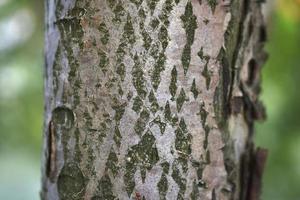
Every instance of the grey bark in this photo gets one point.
(152, 99)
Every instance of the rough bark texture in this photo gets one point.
(152, 99)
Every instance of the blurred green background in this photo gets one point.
(21, 100)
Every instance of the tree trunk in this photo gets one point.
(152, 99)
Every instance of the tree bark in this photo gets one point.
(152, 99)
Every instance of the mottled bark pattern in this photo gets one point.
(141, 98)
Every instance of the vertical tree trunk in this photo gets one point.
(152, 99)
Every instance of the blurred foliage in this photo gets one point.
(281, 132)
(21, 100)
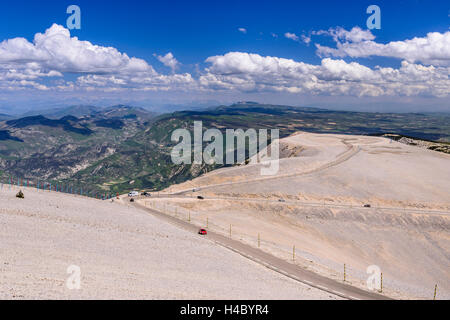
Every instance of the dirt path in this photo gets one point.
(290, 270)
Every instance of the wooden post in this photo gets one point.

Directions for this task:
Write out again, word for word, the lines starting with the one that contains "Every instance of the dirt" and continuing through the very last line.

Finished task:
Every instance of the dirt path in this photo gets one point.
(290, 270)
Every instance of the wooden post in this photo gets one point.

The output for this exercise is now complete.